In Saturday's OpEd in the New York Times, Tom Friedman wrote, "We need to get millions of American kids, not just the geniuses, excited about innovation and entrepreneurship again."

In 2001, Frances Hesselbein, founding President of The Peter F. Drucker Foundation for Nonprofit Management, now the Leader to Leader Institute wrote "When the Roll is Called in 2010," "To meet the challenges and opportunities of the years to come requires hard work..." In the article, Frances listed a detailed checklist, "not just for survival, but for a successful journey to 2010." One piece of advice was to "Develop the leadership mind-set that embraces innovation as a life force, not as a technological improvement. Adopting Peter Drucker's definition: Innovation is change that creates a new dimension of performance."

....

_Work required_.
Print the passage on innovation above in full, word for word.

_Given data_.

....

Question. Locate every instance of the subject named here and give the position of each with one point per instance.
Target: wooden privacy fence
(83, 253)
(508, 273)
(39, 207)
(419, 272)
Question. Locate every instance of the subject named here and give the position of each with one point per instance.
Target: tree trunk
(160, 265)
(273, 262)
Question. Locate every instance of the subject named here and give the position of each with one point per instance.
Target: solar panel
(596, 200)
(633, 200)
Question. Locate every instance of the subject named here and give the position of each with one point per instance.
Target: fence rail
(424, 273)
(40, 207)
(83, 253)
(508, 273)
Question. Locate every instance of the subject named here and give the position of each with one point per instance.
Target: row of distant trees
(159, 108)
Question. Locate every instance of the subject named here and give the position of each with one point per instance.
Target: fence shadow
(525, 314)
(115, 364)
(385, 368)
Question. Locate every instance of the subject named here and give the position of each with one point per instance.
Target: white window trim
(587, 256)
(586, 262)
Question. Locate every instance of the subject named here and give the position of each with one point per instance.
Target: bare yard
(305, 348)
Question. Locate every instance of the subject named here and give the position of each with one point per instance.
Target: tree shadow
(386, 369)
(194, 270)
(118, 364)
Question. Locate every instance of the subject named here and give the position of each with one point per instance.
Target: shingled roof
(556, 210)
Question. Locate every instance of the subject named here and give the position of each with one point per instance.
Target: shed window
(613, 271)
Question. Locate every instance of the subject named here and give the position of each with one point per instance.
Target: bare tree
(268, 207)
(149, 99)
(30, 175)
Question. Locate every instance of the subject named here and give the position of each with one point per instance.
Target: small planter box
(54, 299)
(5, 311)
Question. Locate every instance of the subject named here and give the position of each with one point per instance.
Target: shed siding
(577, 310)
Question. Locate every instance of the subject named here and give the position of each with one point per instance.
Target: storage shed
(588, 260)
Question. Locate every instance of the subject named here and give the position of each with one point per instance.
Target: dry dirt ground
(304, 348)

....

_Solution to this task_.
In Saturday's OpEd in the New York Times, Tom Friedman wrote, "We need to get millions of American kids, not just the geniuses, excited about innovation and entrepreneurship again."

In 2001, Frances Hesselbein, founding President of The Peter F. Drucker Foundation for Nonprofit Management, now the Leader to Leader Institute wrote "When the Roll is Called in 2010," "To meet the challenges and opportunities of the years to come requires hard work..." In the article, Frances listed a detailed checklist, "not just for survival, but for a successful journey to 2010." One piece of advice was to "Develop the leadership mind-set that embraces innovation as a life force, not as a technological improvement. Adopting Peter Drucker's definition: Innovation is change that creates a new dimension of performance."